Exercise details: Return the lines below exactly, starting with the line that contains "bicycle frame, which" and stopping after the last line.

Items:
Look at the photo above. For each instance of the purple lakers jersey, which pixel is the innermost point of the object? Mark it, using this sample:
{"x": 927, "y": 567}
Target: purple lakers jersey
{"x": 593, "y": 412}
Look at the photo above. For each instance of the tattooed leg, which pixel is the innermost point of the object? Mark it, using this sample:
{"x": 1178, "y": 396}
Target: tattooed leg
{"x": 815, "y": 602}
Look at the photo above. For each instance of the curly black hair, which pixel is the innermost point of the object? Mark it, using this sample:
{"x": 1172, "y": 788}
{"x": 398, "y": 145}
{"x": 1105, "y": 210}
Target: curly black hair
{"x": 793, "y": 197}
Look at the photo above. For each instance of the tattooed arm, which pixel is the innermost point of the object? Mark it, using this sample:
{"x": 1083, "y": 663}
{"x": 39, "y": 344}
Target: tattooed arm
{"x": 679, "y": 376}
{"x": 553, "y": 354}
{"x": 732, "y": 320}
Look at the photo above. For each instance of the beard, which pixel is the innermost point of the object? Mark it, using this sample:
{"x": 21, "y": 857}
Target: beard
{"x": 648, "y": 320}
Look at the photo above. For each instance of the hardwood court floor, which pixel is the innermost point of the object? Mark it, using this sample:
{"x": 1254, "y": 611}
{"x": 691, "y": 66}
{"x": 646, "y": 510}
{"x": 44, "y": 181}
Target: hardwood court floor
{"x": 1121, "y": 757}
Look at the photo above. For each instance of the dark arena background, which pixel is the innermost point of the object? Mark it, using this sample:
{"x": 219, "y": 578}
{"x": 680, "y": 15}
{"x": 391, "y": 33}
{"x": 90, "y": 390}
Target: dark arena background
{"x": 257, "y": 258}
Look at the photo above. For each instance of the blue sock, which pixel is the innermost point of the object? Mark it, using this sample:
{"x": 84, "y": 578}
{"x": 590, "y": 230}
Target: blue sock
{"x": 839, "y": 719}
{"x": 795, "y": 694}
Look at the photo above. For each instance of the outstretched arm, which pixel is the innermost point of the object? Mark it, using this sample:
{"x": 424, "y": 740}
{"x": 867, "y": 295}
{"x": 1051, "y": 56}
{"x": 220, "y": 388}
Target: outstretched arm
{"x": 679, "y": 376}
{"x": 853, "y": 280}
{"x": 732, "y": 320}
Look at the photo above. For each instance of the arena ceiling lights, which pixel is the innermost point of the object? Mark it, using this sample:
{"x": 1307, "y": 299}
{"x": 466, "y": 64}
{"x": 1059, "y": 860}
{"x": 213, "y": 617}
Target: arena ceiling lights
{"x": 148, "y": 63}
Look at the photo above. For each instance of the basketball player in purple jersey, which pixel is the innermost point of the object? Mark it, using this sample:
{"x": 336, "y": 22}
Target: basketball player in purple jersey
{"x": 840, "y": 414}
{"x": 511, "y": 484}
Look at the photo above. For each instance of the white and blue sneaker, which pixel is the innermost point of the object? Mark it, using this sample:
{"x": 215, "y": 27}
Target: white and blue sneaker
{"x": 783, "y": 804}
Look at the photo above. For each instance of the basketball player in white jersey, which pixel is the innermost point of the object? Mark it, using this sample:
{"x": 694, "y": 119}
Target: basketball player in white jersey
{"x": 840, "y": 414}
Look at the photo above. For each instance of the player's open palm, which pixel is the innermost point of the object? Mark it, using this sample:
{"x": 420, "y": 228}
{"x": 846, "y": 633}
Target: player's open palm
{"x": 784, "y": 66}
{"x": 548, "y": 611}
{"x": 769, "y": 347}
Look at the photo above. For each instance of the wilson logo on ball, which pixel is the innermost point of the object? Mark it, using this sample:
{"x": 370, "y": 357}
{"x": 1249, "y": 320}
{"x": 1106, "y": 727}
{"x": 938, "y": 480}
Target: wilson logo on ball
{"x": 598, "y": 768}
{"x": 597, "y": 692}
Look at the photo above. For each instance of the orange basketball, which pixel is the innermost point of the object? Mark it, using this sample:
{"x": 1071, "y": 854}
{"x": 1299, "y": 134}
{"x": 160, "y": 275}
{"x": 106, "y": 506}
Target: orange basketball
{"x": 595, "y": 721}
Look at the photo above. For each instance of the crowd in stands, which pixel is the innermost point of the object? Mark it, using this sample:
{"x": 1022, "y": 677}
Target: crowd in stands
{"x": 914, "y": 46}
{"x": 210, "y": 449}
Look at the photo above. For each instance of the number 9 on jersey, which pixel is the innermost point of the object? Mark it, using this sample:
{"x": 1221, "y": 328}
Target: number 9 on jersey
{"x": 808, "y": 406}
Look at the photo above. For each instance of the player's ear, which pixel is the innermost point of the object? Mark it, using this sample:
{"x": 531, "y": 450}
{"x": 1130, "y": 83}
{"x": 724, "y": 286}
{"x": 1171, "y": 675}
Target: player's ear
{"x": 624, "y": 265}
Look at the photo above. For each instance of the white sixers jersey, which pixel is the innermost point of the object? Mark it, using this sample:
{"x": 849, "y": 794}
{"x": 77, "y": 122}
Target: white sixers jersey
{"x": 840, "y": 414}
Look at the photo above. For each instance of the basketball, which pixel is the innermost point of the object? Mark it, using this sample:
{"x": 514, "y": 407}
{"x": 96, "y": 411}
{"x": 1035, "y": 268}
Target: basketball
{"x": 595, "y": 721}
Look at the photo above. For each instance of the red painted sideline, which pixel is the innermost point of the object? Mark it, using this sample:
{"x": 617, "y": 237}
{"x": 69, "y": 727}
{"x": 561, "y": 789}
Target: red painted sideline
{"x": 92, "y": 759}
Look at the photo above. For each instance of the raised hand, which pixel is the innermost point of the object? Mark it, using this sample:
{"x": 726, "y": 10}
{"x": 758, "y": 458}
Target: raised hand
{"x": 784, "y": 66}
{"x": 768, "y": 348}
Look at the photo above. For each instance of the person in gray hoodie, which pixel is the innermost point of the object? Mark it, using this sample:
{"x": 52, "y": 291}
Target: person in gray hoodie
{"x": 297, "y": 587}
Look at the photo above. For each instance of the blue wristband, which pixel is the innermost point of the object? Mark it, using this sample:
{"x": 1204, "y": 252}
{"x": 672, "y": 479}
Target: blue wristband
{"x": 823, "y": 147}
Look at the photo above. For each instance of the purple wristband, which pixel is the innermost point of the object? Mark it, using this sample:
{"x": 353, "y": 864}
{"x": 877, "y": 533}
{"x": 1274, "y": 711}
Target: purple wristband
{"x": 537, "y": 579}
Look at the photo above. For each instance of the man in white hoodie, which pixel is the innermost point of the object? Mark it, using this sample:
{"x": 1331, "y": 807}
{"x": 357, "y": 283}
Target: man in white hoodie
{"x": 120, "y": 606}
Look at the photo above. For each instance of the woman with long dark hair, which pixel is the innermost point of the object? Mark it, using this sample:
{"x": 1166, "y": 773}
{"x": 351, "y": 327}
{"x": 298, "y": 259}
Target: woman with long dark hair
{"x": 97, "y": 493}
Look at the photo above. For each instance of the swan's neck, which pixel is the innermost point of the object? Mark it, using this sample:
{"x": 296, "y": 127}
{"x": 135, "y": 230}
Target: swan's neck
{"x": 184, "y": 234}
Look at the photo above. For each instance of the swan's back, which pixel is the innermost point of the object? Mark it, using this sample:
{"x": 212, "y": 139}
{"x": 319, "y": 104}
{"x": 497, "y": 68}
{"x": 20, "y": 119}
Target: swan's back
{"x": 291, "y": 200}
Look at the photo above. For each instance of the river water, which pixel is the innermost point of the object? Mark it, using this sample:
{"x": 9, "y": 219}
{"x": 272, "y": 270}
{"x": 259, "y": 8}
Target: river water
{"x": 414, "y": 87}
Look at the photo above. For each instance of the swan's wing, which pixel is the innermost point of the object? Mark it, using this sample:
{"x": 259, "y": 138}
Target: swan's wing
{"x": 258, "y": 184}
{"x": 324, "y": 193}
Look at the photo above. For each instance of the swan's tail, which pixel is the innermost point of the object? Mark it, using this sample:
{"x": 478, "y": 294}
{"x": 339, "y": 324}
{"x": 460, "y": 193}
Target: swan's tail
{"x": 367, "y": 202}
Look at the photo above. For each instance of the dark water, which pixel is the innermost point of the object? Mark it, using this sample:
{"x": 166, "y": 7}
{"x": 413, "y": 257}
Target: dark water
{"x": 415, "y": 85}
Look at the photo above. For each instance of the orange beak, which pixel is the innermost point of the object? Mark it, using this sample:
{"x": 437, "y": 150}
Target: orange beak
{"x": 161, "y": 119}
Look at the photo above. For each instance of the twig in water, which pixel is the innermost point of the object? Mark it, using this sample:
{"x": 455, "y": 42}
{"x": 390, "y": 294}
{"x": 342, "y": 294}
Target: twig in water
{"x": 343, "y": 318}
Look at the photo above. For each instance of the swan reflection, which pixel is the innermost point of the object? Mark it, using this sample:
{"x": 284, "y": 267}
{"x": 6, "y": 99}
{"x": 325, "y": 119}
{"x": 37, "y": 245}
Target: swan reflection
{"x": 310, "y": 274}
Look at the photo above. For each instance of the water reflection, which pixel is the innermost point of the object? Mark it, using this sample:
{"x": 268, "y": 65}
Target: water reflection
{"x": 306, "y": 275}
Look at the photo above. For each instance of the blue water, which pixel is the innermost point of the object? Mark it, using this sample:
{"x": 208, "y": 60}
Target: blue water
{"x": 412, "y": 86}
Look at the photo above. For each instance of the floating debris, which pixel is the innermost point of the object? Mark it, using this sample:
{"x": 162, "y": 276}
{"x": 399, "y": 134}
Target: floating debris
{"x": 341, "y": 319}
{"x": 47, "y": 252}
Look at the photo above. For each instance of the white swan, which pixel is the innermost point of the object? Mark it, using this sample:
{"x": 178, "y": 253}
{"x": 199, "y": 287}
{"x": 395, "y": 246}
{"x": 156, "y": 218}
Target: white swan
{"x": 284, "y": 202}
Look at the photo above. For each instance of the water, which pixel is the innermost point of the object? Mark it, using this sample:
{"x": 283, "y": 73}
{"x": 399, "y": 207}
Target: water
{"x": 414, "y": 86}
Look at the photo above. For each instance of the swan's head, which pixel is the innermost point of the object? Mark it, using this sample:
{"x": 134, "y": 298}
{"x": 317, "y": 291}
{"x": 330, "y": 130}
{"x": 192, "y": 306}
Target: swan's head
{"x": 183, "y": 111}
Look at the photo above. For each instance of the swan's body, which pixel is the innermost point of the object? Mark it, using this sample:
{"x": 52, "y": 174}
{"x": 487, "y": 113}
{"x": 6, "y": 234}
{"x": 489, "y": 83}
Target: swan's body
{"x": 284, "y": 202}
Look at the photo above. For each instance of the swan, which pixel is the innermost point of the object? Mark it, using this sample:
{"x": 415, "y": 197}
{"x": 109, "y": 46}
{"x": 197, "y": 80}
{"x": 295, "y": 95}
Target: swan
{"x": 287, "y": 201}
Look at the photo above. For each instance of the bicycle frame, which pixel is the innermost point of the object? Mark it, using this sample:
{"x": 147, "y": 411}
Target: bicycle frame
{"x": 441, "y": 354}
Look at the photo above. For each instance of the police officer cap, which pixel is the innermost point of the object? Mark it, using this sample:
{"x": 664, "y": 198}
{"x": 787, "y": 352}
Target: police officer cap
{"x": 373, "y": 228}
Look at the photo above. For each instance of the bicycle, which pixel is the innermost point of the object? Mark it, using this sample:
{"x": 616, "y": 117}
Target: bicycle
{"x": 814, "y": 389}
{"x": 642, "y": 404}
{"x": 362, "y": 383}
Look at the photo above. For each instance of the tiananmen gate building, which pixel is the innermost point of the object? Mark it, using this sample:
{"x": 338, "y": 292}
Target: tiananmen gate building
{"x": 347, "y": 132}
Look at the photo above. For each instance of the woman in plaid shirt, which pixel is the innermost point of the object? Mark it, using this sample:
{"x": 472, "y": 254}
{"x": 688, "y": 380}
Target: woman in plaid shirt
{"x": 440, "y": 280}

Exercise response:
Look at the photo above. For each instance of the bicycle frame, which pixel is the innermost point of the object? Mark it, using this sample:
{"x": 147, "y": 411}
Target: bicycle frame
{"x": 441, "y": 354}
Look at the photo above. For each instance of the police officer cap, which pixel is the innermost point of the object? Mark it, using this sample:
{"x": 664, "y": 198}
{"x": 787, "y": 352}
Target: police officer cap
{"x": 373, "y": 228}
Look at the photo above. For each instance of the bicycle, which pixel is the innermost point of the object? Mark it, using this sample:
{"x": 616, "y": 117}
Target: bicycle
{"x": 814, "y": 389}
{"x": 642, "y": 404}
{"x": 362, "y": 383}
Look at the photo above. For each instance of the tiananmen gate building, which pixel is the innermost point of the object? Mark it, using this sample:
{"x": 338, "y": 292}
Target: tiananmen gate building
{"x": 347, "y": 132}
Look at the photo above. For each instance of the woman in plaid shirt, which pixel is the innermost point of the object? Mark it, using this sample:
{"x": 472, "y": 254}
{"x": 688, "y": 380}
Target: woman in plaid shirt
{"x": 440, "y": 280}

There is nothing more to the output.